_Excerpted text:_
┌────────

/easycrawl

EasyCrawl is a easy tool for crawling resource from Internet.

Primary LanguagePythonApache License 2.0Apache-2.0

EasyCrawl

A easy tool for crawl resource from URLs.

Install

conda create -n easycrawl -y python=3.11
conda activate easycrawl

pip install requests
pip install beautifulsoup4
pip install git+https://github.com/guanhuankang/easyBucket.git
pip install git+https://github.com/guanhuankang/easyCrawl.git

Run Toy Code

rm -rf easybucketdatabase
python crawl.py

Tutorial

from easycrawl import EasyCrawl
from easycrawl import defaultHanlder, md5

if __name__=="__main__":
    urls = ["https://..."]
    entrances = [(md5(str(x)), x) for x in urls]
    
    easyCrawl = EasyCrawl(entrances=entrances, handler=defaultHanlder, n_threads=16)

└────────

_Work request A:_
Duplicate the EasyCrawl text between "EasyCrawl is a" and "resource from URLs.", inclusive.
_Work request B:_
Carry the EasyCrawl text forward, starting right after its last line.

_Record excerpts:_
┌────────

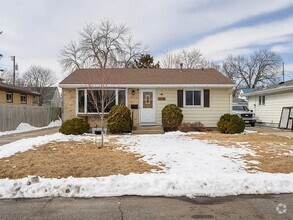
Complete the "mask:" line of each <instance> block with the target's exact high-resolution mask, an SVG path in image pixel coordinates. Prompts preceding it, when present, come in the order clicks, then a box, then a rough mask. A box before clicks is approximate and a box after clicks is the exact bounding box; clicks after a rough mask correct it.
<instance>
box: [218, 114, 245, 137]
mask: <svg viewBox="0 0 293 220" xmlns="http://www.w3.org/2000/svg"><path fill="white" fill-rule="evenodd" d="M217 126H218V130H219V131H220V132H221V133H225V134H236V133H241V132H243V131H244V129H245V123H244V121H243V119H242V118H240V117H239V116H238V115H231V114H224V115H222V116H221V118H220V121H219V122H218V123H217Z"/></svg>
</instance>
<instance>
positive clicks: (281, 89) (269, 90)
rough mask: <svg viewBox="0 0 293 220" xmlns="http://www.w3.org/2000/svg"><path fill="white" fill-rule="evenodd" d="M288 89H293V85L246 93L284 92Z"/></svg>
mask: <svg viewBox="0 0 293 220" xmlns="http://www.w3.org/2000/svg"><path fill="white" fill-rule="evenodd" d="M287 90H293V86H283V87H278V88H273V89H267V90H260V91H255V92H249V93H246V94H245V96H254V95H263V94H270V93H276V92H282V91H287Z"/></svg>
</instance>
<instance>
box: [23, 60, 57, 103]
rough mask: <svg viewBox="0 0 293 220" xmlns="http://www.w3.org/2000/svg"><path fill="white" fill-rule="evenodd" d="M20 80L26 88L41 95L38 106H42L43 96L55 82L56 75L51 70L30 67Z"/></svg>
mask: <svg viewBox="0 0 293 220" xmlns="http://www.w3.org/2000/svg"><path fill="white" fill-rule="evenodd" d="M22 79H23V81H24V85H25V86H26V87H30V88H31V89H32V90H34V91H36V92H39V93H40V94H41V97H40V105H42V104H43V96H44V94H45V93H46V92H47V91H48V87H51V86H53V85H54V84H55V83H56V82H57V78H56V74H55V73H54V72H53V71H52V70H51V69H49V68H44V67H41V66H31V67H30V68H29V69H28V71H27V72H25V73H24V75H23V77H22Z"/></svg>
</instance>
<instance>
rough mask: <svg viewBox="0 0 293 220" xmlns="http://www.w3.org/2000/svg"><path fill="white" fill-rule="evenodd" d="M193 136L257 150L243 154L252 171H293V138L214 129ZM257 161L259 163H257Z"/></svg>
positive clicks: (250, 170)
mask: <svg viewBox="0 0 293 220" xmlns="http://www.w3.org/2000/svg"><path fill="white" fill-rule="evenodd" d="M190 137H192V138H196V139H199V140H207V141H208V142H209V143H215V144H219V145H221V146H234V147H245V148H248V149H250V150H252V151H254V152H255V154H254V155H251V154H246V155H243V156H242V157H243V159H245V160H246V162H247V170H248V171H250V172H255V171H262V172H269V173H292V172H293V156H292V152H293V139H292V138H288V137H280V136H277V135H271V134H270V135H268V134H261V133H253V134H233V135H230V134H221V133H220V132H217V131H213V132H208V133H206V134H199V135H190ZM255 161H257V162H258V163H255Z"/></svg>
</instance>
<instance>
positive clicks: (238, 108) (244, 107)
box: [233, 106, 249, 111]
mask: <svg viewBox="0 0 293 220" xmlns="http://www.w3.org/2000/svg"><path fill="white" fill-rule="evenodd" d="M233 110H234V111H249V109H248V108H247V107H246V106H233Z"/></svg>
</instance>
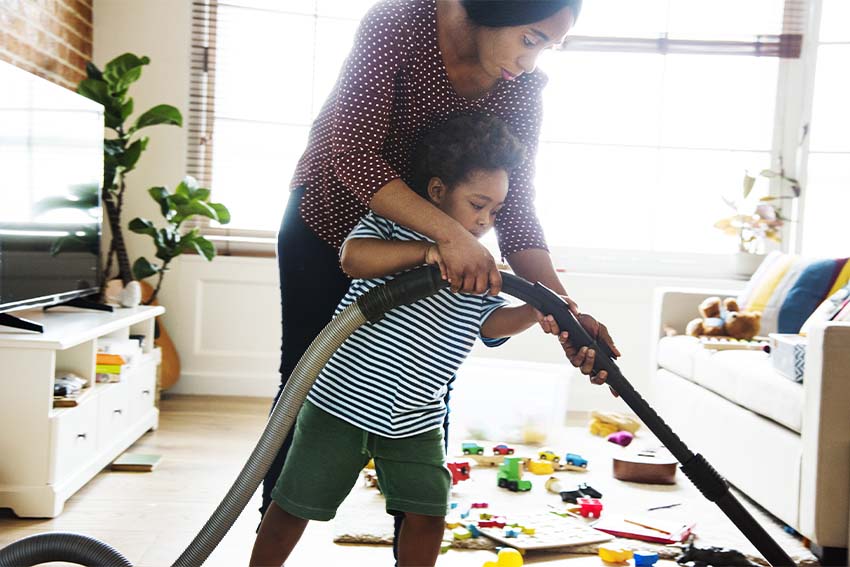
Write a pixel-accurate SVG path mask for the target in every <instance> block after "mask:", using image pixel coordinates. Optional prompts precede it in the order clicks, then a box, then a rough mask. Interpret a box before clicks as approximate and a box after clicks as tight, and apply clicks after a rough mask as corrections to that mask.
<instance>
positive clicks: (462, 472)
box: [446, 461, 469, 486]
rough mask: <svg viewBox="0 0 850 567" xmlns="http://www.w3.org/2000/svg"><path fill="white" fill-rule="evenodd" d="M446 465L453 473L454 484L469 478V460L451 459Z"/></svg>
mask: <svg viewBox="0 0 850 567" xmlns="http://www.w3.org/2000/svg"><path fill="white" fill-rule="evenodd" d="M446 467H448V469H449V472H450V473H452V486H454V485H456V484H457V483H459V482H460V481H462V480H469V463H468V462H467V461H450V462H448V463H446Z"/></svg>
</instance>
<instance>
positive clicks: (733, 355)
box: [691, 349, 804, 433]
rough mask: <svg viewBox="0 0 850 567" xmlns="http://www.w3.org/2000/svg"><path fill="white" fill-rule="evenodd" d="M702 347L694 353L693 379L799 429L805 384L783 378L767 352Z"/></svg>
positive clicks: (800, 419)
mask: <svg viewBox="0 0 850 567" xmlns="http://www.w3.org/2000/svg"><path fill="white" fill-rule="evenodd" d="M701 350H702V352H695V353H694V357H693V361H694V363H693V377H692V378H691V380H692V381H693V382H696V383H697V384H700V385H702V386H704V387H705V388H708V389H709V390H711V391H713V392H715V393H717V394H719V395H721V396H723V397H724V398H726V399H727V400H729V401H732V402H735V403H736V404H738V405H740V406H742V407H745V408H747V409H749V410H751V411H753V412H755V413H757V414H759V415H762V416H764V417H766V418H769V419H772V420H774V421H776V422H777V423H781V424H782V425H784V426H786V427H788V428H790V429H792V430H794V431H796V432H798V433H799V432H800V430H801V428H802V422H803V402H804V400H803V385H802V384H799V383H796V382H792V381H791V380H788V379H787V378H784V377H783V376H782V375H781V374H779V373H778V372H777V371H776V370H774V368H773V365H772V364H771V362H770V358H769V356H768V354H767V353H765V352H761V351H752V350H723V351H709V350H706V349H701Z"/></svg>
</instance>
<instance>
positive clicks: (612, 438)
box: [608, 431, 635, 447]
mask: <svg viewBox="0 0 850 567" xmlns="http://www.w3.org/2000/svg"><path fill="white" fill-rule="evenodd" d="M634 438H635V436H634V435H632V434H631V433H629V432H628V431H617V432H616V433H612V434H611V435H609V436H608V442H609V443H615V444H617V445H619V446H620V447H628V446H629V444H630V443H631V442H632V440H633V439H634Z"/></svg>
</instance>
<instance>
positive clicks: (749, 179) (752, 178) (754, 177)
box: [744, 173, 756, 199]
mask: <svg viewBox="0 0 850 567" xmlns="http://www.w3.org/2000/svg"><path fill="white" fill-rule="evenodd" d="M755 182H756V178H755V177H753V176H752V175H750V174H749V173H745V174H744V199H746V198H747V197H748V196H749V194H750V191H752V190H753V185H755Z"/></svg>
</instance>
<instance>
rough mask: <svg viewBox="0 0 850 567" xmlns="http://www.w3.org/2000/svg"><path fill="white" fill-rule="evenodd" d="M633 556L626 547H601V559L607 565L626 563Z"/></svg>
mask: <svg viewBox="0 0 850 567" xmlns="http://www.w3.org/2000/svg"><path fill="white" fill-rule="evenodd" d="M632 555H633V554H632V550H631V549H626V548H624V547H604V546H601V545H600V546H599V559H601V560H602V561H605V562H607V563H625V562H626V561H628V560H629V559H631V558H632Z"/></svg>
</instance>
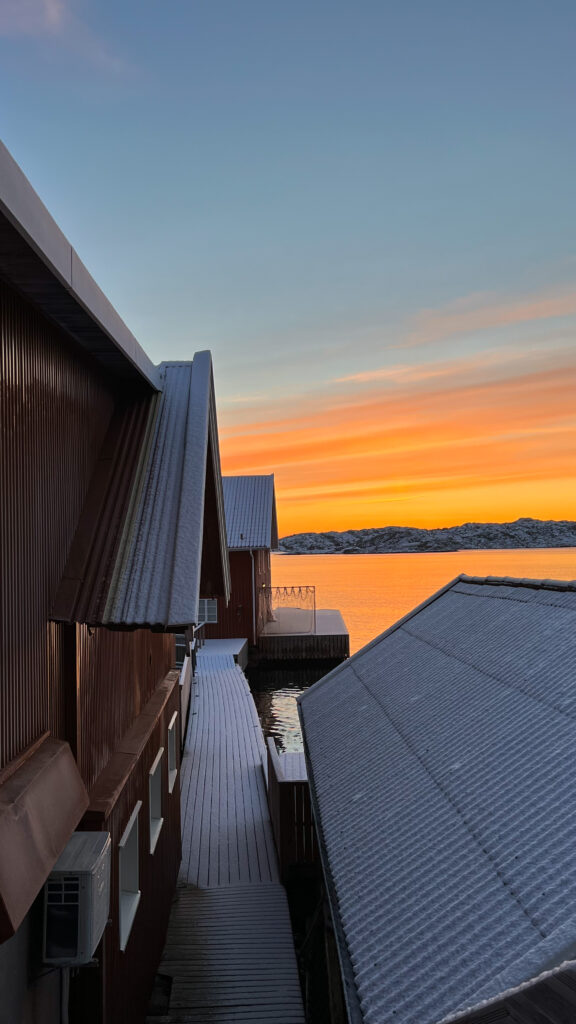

└────────

_Answer box A:_
EasyCrawl is a easy tool for crawling resource from Internet.

Primary LanguagePythonApache License 2.0Apache-2.0

EasyCrawl

A easy tool for crawl resource from URLs.

_Answer box B:_
    easyCrawl.start()
    easyCrawl.join()

where "defaultHanlder" is the page handler function, and usually you need to write this function by yourself to meet your personal requirements. "defaultHanlder" has the following interface:

def defaultHanlder(hash, url, queue):
    '''
    # hash:str is the unique identifer to refer to the url:any
    # url:any is the URL resouce, you can define any type of URL resouce, such as https://... 
    # queue:EasyQueue EasyQueue (from easycrawl import EasyQueue) is a thread-safe FIFO queue. We use this queue to record all urls in a fifo manner.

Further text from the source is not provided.